[[ EXCERPT PROVIDED open ]]

During development, the strengthening of immature synapses often concurrent with the removal of redundant inputs. In this study, we did not find any change in maximal AMPAR-EPSCs, N-methyl-D-aspartate receptor (NMDA-) EPSCs and APMAR-EPSC/NMDAR-EPSC ratios recorded at VPm relay synapses when WT mice were compared with Itpr2−/− at P16 (Figure 1—figure supplement 4). Given that the Itpr2−/− mice had more inputs and synapses, the strength of each input or individual synapse was weaker than that in WT mice (Figure 1—figure supplement 4b). These data revealed that the deficit of synapse elimination was sufficient to affect synaptic strengthening during development.

[[ EXCERPT PROVIDED closed ]]
[[ EXTRACTED MATERIAL open ]]

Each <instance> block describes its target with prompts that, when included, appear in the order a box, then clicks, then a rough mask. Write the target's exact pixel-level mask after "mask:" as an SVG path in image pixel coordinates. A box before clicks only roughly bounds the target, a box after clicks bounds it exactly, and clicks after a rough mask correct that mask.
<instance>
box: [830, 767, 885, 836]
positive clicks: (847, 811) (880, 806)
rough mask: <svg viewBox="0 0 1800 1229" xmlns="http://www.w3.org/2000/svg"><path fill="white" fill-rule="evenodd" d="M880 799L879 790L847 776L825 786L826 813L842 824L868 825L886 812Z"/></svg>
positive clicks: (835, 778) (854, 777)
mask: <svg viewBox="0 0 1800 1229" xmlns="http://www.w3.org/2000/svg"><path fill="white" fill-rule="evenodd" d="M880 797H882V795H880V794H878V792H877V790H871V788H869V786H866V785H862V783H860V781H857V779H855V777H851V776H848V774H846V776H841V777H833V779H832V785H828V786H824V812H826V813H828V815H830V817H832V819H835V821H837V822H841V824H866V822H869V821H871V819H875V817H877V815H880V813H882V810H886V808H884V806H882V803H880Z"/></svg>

[[ EXTRACTED MATERIAL closed ]]

- _TASK REQUIREMENTS_:
Judge whether each statement agrees with the synapse-development text above. Answer yes or no for each, and quote the words from the text that decide it.
1. At P16, maximal NMDA-EPSCs at VPm relay synapses differed between WT and Itpr2−/− mice.
2. The Itpr2−/− mice had more inputs and synapses.
3. Each input or individual synapse was stronger in Itpr2−/− mice than in WT mice.

- _EXERCISE RESULT_:
1. No: "we did not find any change in maximal AMPAR-EPSCs, N-methyl-D-aspartate receptor (NMDA-) EPSCs"
2. Yes: "the Itpr2−/− mice had more inputs and synapses"
3. No: "the strength of each input or individual synapse was weaker than that in WT mice"